Records from a collection
== == ==

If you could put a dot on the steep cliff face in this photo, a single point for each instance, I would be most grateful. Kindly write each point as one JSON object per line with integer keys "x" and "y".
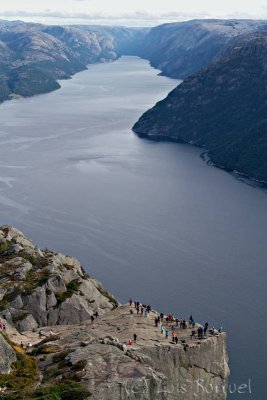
{"x": 40, "y": 288}
{"x": 48, "y": 297}
{"x": 222, "y": 107}
{"x": 34, "y": 56}
{"x": 181, "y": 49}
{"x": 7, "y": 356}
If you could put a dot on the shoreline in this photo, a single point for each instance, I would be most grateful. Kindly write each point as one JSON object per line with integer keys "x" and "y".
{"x": 206, "y": 157}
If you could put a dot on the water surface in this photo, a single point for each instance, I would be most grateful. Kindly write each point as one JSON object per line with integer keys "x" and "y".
{"x": 150, "y": 220}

== == ==

WHAT YOU WILL DO
Retype, exactly as written, each line from the one that has "If you could put a dot on the water" to the bottom of the entries above, and include both of those lines.

EXERCISE RESULT
If you could put a dot on the water surface in this photo, a single point for each instance, I would be most grateful. Kindly write each point as one JSON object per line with integer keys "x" and "y".
{"x": 150, "y": 220}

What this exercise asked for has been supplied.